**Data in this exercise**
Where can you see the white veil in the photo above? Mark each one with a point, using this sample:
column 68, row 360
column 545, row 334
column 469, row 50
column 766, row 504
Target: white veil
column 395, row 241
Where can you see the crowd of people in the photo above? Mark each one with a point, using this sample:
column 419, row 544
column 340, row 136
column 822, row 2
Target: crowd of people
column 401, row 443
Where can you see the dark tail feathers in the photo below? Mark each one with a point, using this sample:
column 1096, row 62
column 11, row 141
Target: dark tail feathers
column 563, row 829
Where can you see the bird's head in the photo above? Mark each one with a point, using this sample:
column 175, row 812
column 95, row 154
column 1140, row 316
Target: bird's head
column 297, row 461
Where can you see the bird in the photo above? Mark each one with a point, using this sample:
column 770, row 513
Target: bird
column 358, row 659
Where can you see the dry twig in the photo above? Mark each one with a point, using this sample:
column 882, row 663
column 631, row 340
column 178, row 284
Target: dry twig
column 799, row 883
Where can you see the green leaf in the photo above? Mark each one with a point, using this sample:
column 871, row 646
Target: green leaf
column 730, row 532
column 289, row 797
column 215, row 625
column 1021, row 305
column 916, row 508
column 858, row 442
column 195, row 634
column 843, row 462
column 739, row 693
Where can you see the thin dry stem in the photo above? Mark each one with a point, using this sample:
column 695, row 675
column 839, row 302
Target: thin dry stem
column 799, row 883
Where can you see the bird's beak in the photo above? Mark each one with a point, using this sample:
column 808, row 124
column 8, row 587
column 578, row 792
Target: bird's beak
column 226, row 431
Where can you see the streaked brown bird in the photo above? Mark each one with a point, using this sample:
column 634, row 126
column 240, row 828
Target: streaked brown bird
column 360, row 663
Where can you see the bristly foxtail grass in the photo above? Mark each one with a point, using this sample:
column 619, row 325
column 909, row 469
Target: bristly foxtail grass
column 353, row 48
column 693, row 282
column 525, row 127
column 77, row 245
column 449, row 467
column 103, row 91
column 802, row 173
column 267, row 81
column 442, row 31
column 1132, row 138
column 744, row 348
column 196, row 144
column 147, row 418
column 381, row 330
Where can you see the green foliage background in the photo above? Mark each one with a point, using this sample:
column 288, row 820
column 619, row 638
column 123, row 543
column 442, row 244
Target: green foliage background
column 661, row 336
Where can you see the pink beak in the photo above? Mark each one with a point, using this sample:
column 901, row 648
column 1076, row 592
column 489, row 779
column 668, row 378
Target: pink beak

**Written task**
Repeat all entries. Match them exactly.

**Exercise result**
Where can you see the white veil in the photo above? Mark each one with a point, using this sample:
column 68, row 360
column 545, row 334
column 469, row 50
column 766, row 504
Target: white veil
column 395, row 241
Where can you see the crowd of people in the photo above? Mark each one with a point, using this sample:
column 419, row 544
column 340, row 136
column 822, row 2
Target: crowd of people
column 401, row 443
Where can you see the dark tail feathers in the photo below? Mark each one with a point, using this sample:
column 1096, row 62
column 11, row 141
Target: dark tail feathers
column 563, row 829
Where can you see the bird's head in the photo above? Mark each one with a point, using this sample:
column 175, row 812
column 95, row 154
column 1140, row 316
Target: bird's head
column 297, row 461
Where can you see the bird in the photo above? Mark each one with a point, using this sample:
column 770, row 513
Target: bird
column 358, row 659
Where can you see the dry twig in the photo above? Mark each one with a point, using this sample:
column 882, row 663
column 631, row 340
column 178, row 284
Target: dry twig
column 799, row 883
Where can you see the green leaf in the photo above? Mark each one with a point, using this sample:
column 871, row 646
Target: green leaf
column 730, row 532
column 289, row 797
column 215, row 625
column 1021, row 305
column 916, row 508
column 858, row 442
column 195, row 634
column 843, row 462
column 739, row 693
Where can you see the thin dry stem in the photo above? Mark each one with a point, using this sample:
column 695, row 675
column 839, row 302
Target: thin dry stem
column 799, row 883
Where can you see the bird's beak in the photo above? Mark each one with a point, using this sample:
column 808, row 124
column 8, row 587
column 578, row 792
Target: bird's beak
column 226, row 431
Where can you see the streaked brown bird in the photo above? Mark each one with a point, using this sample:
column 634, row 126
column 240, row 828
Target: streaked brown bird
column 360, row 663
Where can you see the bristly foxtail grass in the photo above? Mark each one with a point, using this sample:
column 619, row 325
column 909, row 469
Target: bristly foxtail grass
column 353, row 48
column 693, row 282
column 525, row 127
column 77, row 245
column 449, row 467
column 103, row 91
column 802, row 173
column 267, row 81
column 442, row 31
column 1132, row 138
column 744, row 348
column 196, row 144
column 147, row 418
column 381, row 330
Where can you see the green foliage background in the photo above? Mark each one with a point, using this sample:
column 288, row 820
column 619, row 638
column 123, row 543
column 442, row 244
Target: green foliage background
column 661, row 336
Where can you see the pink beak in the photo above? Mark each one with a point, using this sample:
column 901, row 648
column 1076, row 592
column 489, row 779
column 668, row 378
Target: pink beak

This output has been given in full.